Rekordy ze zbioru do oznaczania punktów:
·····

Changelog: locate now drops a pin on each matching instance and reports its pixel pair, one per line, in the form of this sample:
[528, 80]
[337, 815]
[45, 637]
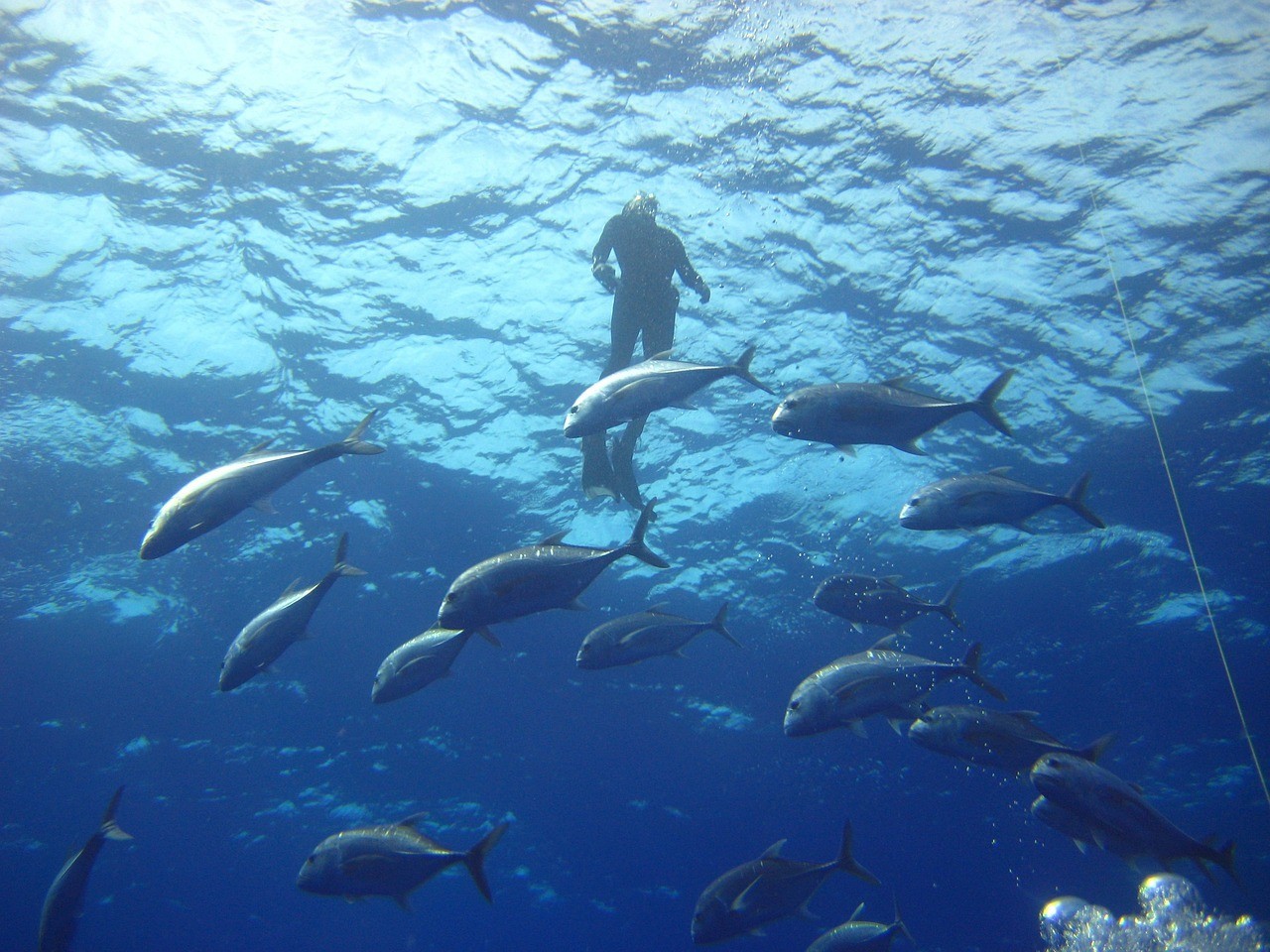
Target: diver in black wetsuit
[644, 303]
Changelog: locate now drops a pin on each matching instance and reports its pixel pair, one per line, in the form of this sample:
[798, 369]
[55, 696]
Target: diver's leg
[597, 472]
[658, 331]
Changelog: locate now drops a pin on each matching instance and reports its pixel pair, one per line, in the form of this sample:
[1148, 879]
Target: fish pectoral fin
[413, 662]
[363, 864]
[738, 904]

·····

Powtórz co do znaku wszystkie rekordy powyżej, tylko bez zdjęć.

_Oczekiwana odpowiedź_.
Changelog: locate now drops a pin on each matching instance and reports its pixel pair, one per line, in the form of this sample:
[528, 80]
[337, 815]
[45, 637]
Target: diver in black wetsuit
[644, 303]
Changelog: locate now drops a pin on each matching instance and reports its pixel pair, one per line, in the form of this sample:
[798, 369]
[55, 696]
Target: diver's leg
[597, 472]
[658, 331]
Changelog: locate now drops a pin on each matching instance and reports its pixel pair, one per line, in the form of this sample:
[1148, 879]
Target: fish pectoral fin
[413, 662]
[363, 864]
[738, 904]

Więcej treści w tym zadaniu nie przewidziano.